TESTO ORIGINALE.
Noi candidati, quel giorno saremo stati una trentina, ci affrontavamo a tre per volta nelle classiche cabine trasparenti, più o meno le stesse dai tempi di Lascia o raddoppia? Mike, piantato in mezzo al grande studio, il microfono stretto in una mano, il malloppo di fogli con le domande nell'altra, era serissimo, coi quiz non ammetteva scherzi, nemmeno alle prove. Tanto da bacchettare un giovane esperto di storia americana che ridacchiava troppo.

Bene, a farla breve, io, che come materia portavo la storia recente del Milan, vinsi la mia manche sbagliando soltanto una risposta su dieci o dodici. Eppure non ero tra i promossi, mi comunicarono poco dopo. Dire che ci rimasi male non rende l'idea. Mike se n'era già andato, così chiesi timidamente spiegazioni a un suo assistente, che, con qualche imbarazzo, mi spiegò che per l'ammissione al gioco, più della competenza, contavano, in ordine sparso, simpatia, spigliatezza e fotogenia. Colpa mia, che, forsec ontagiato da Mike, avevo sparato le mie risposte con una faccia da fare invidia a uno iettatore.

Il tempo di rimarginare le ferite ed ecco una telefonata dalla Rai. A giorni sarebbe partito un nuovo quiz, radiofonico, chiamato Supercampionissimo: vuole partecipare? Sì, mitragliai, partendo per Napoli, dove si svolgeva la prima manche di questa bizzarra gara in quattro tappe, che si fermava a Firenze e a Bologna, prima di concludersi a Milano. Dove, dopo Loretta Goggi, Paolo Ferrari e non ricordo più chi, si cambiava presentatore ad ogni città, a condurre c'era lui, Mike. Che nella stessa sera, un paio d'ore più tardi era pronto ad andare in scena con il Rischiatutto. Insomma, tutte le settimane il giovedì pomeriggio Mike si faceva un quiz alla radio e la sera raddoppiava con un quiz in tv. Roba da sfiancare chiunque. Chiunque altro.

Io, pur migliorando, peggiorare era impossibile, rispetto allo sfortunato esordio, fui buttato fuori alla seconda tappa, quella fiorentina, incamerando però svariati gettoni d'oro, ma già che c'ero andai a vedermi, da concorrente trombato, la puntata finale di Milano. Con Bongiorno che dirigeva da par suo il gioco, senza perdere mai la pazienza, né inciampare nelle celebri papere. Aveva i basettoni lunghi e i pantaloni a zampa di elefante, come imponeva la ridicola moda di quei tempi e alla quale si è sempre adeguato, mantenendo però una sua indubbia eleganza, perfino sobria se si escludono certe giacche multicolori. Non poteva ricordarsi di me, con tutti i pretendenti ai milioni della Rai che gli passavano sotto il naso un giorno sì e l'altro pure, ma quando andai a salutarlo fece gentilmente finta di avermi bene in mente.

ISTRUZIONI.
(a) Traduci in inglese questa frase del racconto su Mike Bongiorno: "Eppure non ero tra i promossi, mi comunicarono poco dopo."
(b) Secondo il racconto su Mike Bongiorno, in quale città si svolgeva la prima manche del Supercampionissimo?
(c) Continua il racconto su Mike Bongiorno a partire dall'ultima frase riportata.

Dati di puntamento delle zone.
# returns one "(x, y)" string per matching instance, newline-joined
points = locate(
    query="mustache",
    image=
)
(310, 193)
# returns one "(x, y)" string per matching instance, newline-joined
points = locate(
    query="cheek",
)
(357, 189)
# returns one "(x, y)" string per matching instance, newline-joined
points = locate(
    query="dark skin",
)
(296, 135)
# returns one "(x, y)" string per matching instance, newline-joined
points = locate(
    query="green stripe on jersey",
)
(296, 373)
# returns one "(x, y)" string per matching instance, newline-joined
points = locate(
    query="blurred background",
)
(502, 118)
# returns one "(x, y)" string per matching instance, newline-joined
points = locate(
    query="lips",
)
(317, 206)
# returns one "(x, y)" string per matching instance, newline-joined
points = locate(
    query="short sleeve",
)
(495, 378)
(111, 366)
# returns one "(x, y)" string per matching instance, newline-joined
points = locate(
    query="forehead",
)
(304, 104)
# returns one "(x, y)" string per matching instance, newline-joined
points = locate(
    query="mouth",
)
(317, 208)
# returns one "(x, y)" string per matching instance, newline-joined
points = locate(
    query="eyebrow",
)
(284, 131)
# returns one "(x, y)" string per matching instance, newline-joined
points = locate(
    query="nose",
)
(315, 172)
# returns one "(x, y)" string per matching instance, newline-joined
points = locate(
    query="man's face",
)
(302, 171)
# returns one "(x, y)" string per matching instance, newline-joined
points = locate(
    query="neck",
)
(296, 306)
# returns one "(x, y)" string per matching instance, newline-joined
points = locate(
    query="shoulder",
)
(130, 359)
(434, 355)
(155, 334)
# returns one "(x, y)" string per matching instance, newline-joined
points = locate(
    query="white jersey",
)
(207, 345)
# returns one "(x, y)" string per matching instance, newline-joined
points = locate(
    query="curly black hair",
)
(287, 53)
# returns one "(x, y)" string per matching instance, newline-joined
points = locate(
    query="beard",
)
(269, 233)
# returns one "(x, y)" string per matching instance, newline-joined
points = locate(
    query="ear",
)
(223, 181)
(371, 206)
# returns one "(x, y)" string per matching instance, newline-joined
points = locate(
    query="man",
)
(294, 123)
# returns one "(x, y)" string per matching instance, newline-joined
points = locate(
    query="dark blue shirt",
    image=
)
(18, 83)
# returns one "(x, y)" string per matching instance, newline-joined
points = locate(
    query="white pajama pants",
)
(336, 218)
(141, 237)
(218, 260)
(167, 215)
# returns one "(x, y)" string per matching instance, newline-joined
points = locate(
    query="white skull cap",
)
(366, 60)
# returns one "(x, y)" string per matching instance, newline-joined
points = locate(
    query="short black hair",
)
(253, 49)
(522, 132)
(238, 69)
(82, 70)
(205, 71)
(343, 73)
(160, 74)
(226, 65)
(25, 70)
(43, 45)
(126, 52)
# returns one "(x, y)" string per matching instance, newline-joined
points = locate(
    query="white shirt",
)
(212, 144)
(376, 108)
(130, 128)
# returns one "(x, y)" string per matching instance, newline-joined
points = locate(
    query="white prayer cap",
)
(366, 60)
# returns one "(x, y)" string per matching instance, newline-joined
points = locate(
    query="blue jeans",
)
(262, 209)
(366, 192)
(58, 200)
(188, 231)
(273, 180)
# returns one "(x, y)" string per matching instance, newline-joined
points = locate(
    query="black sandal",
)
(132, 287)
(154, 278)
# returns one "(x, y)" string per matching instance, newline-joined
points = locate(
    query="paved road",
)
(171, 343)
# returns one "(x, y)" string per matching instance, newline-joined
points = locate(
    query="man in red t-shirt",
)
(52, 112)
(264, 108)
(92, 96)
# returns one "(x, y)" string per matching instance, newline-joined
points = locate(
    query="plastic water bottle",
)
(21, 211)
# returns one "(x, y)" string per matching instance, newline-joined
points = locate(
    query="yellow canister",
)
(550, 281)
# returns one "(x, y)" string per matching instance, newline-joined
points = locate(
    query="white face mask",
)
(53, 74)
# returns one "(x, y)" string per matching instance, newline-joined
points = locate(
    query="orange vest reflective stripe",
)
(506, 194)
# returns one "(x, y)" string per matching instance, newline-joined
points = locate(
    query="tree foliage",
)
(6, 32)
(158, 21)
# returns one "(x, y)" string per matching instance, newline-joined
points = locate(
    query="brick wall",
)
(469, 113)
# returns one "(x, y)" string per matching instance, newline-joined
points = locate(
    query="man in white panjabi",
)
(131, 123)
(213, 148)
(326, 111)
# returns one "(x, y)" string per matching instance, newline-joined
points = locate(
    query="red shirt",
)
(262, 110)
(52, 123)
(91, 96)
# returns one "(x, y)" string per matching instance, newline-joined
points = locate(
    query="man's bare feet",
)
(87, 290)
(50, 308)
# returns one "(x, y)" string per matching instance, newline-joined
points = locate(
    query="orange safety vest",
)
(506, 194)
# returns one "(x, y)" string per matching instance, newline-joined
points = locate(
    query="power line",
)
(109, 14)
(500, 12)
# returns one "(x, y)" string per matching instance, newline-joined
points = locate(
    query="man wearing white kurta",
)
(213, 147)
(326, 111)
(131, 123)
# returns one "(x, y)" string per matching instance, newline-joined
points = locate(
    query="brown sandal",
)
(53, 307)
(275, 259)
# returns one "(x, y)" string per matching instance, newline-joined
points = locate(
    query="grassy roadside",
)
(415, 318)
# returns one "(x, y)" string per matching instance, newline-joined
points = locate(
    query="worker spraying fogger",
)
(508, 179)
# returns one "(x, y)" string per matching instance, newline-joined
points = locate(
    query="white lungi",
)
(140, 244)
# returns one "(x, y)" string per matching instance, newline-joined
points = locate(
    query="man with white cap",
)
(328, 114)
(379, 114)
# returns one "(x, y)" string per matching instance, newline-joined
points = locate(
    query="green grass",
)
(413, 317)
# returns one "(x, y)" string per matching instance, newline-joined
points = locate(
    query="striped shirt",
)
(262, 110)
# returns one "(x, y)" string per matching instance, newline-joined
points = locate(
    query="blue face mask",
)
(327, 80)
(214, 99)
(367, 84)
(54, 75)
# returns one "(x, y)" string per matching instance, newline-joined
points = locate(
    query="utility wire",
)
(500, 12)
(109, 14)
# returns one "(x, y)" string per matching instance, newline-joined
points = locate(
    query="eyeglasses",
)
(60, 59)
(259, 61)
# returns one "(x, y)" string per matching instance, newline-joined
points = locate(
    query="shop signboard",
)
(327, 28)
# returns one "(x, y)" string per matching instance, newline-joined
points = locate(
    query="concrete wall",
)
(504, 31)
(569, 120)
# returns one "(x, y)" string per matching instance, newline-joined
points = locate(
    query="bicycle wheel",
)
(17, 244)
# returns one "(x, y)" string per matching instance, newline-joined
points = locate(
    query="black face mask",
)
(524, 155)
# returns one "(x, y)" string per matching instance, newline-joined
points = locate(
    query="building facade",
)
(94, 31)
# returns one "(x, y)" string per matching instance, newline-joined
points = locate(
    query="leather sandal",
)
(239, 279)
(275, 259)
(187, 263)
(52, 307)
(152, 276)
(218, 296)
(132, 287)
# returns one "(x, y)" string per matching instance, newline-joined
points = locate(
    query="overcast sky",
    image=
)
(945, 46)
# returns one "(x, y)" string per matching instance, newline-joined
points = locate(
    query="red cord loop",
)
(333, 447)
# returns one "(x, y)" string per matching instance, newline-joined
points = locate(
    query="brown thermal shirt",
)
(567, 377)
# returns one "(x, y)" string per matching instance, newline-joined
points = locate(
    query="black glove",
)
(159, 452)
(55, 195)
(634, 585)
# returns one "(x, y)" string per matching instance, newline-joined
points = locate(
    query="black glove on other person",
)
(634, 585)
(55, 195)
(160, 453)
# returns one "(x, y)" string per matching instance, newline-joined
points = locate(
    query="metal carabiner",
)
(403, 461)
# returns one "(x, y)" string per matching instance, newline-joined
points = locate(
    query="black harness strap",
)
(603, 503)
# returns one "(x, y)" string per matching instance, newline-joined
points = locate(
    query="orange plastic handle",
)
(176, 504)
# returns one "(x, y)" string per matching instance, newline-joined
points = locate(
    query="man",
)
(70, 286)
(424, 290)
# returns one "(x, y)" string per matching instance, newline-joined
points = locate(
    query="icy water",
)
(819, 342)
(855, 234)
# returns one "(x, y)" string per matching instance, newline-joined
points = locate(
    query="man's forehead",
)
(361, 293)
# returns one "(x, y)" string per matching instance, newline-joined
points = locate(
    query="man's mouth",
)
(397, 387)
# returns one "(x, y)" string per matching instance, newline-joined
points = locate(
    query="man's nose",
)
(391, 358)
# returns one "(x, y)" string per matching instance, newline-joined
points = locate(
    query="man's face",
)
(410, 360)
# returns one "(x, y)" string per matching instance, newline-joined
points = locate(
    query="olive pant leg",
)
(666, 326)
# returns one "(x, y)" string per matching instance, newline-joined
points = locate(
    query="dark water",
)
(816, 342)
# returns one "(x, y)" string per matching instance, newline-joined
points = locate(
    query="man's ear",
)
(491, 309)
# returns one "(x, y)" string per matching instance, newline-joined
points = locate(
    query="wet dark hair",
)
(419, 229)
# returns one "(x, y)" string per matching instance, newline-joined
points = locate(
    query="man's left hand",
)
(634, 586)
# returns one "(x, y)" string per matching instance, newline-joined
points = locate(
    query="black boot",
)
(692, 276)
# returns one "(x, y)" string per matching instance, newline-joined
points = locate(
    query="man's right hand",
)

SOLUZIONI.
(a) Yet I was not among those who made it through, they told me shortly afterward.

(b) A Napoli.

(c)
Passarono gli anni e Bongiorno lo sentii un paio di volte al telefono, finalmente da redattore degli Spettacoli, per altrettante interviste. Una, in particolare, lunghissima, all'inizio del 2004 per i cinquant'anni della televisione. Gentilissimo, come sempre, e puntiglioso nel rievocare nomi e date, per il timore di essere frainteso. Finché il destino, due anni fa, mi spinse ancora sulla sua strada. Che era poi la medesima di quarant'anni prima: il telequiz.

Stavolta non ero stato io a farmi avanti con la rituale richiesta, come per il Rischiatutto, bensì una collega, Laura Rio, che convocata dall'ufficio stampa di Mediaset, mi passò generosamente la palla. Il gioco si chiamava Il migliore, andava in onda su Rete4 il martedì, facendo scendere in lizza ad ogni puntata una diversa categoria professionale: architetti, medici, casalinghe, insegnanti, preti e così via. Io mi presentai tra i giornalisti della carta stampata. Una faticaccia: il programma, a eliminazione, tipo i Dieci piccoli indiani di Agatha Christie, era diviso in cinque tranche.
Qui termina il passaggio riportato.